__Task to complete__
Scan the entries that follow and copy out every line containing "tree".

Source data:
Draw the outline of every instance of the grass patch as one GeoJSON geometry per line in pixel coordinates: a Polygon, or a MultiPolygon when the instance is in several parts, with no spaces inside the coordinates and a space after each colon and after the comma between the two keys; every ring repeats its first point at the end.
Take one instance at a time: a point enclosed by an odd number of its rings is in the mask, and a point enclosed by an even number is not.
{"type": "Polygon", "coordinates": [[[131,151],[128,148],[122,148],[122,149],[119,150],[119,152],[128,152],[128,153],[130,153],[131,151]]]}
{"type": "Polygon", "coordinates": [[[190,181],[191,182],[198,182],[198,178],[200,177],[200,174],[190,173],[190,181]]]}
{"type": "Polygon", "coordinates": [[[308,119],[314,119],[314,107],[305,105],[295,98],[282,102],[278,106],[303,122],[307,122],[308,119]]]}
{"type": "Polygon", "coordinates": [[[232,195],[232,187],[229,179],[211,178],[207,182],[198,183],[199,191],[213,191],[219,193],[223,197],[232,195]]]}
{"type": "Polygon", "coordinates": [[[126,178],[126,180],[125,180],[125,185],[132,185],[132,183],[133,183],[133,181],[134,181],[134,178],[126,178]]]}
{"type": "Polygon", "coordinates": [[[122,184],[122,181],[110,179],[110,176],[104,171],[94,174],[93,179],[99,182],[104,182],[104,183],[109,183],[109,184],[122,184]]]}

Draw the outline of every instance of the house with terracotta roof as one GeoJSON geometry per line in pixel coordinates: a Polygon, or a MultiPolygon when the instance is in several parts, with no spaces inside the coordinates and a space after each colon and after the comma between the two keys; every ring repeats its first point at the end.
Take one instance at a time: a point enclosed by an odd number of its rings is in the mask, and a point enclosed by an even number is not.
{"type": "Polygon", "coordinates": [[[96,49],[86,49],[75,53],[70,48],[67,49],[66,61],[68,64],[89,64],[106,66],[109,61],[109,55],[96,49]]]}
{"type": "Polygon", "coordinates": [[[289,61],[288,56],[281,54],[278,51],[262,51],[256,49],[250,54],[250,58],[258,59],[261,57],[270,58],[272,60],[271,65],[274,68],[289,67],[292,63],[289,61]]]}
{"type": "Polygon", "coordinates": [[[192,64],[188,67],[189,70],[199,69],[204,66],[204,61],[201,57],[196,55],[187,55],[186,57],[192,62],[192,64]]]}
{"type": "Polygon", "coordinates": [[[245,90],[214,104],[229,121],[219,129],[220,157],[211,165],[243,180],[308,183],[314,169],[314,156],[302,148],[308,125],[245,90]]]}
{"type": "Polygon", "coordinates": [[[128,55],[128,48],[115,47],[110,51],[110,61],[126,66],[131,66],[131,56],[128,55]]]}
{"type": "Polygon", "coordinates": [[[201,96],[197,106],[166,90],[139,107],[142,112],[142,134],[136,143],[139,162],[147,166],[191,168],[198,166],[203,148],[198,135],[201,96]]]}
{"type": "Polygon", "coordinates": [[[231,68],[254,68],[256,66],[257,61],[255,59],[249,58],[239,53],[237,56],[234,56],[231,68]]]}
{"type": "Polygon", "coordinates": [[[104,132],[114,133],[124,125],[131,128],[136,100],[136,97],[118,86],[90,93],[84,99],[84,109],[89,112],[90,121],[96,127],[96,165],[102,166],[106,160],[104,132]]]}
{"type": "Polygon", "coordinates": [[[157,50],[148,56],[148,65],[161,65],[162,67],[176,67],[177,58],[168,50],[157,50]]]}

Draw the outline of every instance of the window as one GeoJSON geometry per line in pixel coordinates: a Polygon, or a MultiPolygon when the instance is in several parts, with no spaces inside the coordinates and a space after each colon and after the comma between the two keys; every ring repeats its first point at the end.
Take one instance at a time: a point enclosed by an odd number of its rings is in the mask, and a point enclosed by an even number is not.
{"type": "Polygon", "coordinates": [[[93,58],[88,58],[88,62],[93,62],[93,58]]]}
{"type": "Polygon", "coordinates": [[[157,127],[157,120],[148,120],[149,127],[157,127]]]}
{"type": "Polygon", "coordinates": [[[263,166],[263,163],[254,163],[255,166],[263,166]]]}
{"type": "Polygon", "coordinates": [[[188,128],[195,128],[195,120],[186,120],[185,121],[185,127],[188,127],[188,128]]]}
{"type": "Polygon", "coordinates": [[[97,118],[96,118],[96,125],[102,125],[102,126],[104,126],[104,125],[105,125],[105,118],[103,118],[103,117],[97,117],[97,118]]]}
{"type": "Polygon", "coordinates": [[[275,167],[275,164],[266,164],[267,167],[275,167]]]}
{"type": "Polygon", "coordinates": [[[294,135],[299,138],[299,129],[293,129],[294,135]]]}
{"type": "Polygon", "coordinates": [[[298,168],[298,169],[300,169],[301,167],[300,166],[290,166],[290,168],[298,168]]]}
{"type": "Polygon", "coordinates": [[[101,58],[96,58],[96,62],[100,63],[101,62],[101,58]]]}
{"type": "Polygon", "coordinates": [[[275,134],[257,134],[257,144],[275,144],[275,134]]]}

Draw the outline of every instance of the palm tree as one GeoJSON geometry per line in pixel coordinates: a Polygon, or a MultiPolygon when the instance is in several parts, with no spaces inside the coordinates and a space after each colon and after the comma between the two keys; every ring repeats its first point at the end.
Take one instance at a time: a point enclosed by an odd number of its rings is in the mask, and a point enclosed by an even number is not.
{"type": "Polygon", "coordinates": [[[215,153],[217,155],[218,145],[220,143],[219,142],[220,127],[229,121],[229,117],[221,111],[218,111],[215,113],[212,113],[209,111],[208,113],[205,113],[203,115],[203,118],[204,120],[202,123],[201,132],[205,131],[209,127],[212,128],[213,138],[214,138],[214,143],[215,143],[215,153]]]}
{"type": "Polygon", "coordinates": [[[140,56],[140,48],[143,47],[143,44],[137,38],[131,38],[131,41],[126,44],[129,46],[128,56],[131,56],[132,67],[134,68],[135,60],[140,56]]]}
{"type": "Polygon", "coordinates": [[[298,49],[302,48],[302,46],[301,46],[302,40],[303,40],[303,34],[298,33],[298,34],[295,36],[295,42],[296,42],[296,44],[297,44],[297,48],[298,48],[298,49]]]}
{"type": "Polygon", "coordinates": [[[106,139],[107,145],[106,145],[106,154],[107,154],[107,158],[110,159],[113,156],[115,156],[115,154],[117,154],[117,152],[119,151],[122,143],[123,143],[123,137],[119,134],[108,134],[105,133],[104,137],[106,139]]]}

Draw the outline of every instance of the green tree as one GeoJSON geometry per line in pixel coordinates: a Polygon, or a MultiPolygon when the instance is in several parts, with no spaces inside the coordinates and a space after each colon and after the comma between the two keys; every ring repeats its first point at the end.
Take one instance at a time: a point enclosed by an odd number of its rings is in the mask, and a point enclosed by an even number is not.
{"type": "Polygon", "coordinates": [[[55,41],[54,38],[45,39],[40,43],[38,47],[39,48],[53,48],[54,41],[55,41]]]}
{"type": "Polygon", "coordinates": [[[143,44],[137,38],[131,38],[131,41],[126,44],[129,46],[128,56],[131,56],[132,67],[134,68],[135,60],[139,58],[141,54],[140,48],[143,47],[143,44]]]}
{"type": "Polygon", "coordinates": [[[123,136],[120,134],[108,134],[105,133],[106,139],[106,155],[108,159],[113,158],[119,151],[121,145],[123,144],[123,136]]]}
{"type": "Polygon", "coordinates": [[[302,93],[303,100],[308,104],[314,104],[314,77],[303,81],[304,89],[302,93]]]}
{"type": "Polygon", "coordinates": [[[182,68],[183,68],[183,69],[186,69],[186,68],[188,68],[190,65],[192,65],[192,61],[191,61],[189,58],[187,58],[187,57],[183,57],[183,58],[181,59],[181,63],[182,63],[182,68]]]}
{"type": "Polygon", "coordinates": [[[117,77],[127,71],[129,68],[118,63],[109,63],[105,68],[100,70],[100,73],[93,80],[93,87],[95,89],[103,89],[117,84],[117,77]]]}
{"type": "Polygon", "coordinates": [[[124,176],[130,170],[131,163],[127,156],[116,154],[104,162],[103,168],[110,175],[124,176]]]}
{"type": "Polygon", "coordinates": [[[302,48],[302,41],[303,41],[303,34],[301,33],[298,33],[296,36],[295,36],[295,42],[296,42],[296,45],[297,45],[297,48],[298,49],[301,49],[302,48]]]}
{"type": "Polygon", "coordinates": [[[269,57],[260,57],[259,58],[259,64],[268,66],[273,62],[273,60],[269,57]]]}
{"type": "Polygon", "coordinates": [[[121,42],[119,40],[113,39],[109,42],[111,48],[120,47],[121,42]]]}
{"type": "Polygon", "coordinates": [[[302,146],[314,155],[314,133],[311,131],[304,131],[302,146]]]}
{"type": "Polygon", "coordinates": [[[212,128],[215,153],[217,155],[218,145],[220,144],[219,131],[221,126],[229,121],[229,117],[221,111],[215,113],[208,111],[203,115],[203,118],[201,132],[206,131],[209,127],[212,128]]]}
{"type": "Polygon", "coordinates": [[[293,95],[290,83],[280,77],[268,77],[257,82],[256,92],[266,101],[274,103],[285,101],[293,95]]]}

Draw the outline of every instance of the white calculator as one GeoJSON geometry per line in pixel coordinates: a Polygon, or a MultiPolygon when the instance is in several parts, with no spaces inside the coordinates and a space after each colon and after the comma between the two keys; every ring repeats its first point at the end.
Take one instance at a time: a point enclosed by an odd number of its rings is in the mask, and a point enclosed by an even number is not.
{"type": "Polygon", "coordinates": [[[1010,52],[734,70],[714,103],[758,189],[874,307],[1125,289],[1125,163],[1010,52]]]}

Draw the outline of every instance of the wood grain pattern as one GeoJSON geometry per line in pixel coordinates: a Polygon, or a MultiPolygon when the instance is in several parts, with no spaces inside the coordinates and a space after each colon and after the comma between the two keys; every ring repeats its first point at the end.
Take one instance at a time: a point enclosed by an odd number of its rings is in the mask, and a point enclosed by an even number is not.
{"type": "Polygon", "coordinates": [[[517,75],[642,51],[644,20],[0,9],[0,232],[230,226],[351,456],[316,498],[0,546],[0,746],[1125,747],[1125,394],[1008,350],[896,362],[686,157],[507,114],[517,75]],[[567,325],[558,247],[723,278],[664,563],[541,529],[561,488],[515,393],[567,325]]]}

__Result of this exercise__
Draw the outline of every instance of the palm tree as one GeoJSON geometry per line in pixel coordinates: a Polygon, or a MultiPolygon when the instance is in several parts, with no spaces inside the coordinates and a space after each colon and after the comma between the two keys; every ring repeats its first point at the end.
Draw the outline of every instance of the green tree as one GeoJSON geometry per line in pixel coordinates: a Polygon, or a MultiPolygon when the instance is in several parts, with no spaces inside the coordinates and a space after each colon and after the comma between the two keys; every ring repeats its first point at the end.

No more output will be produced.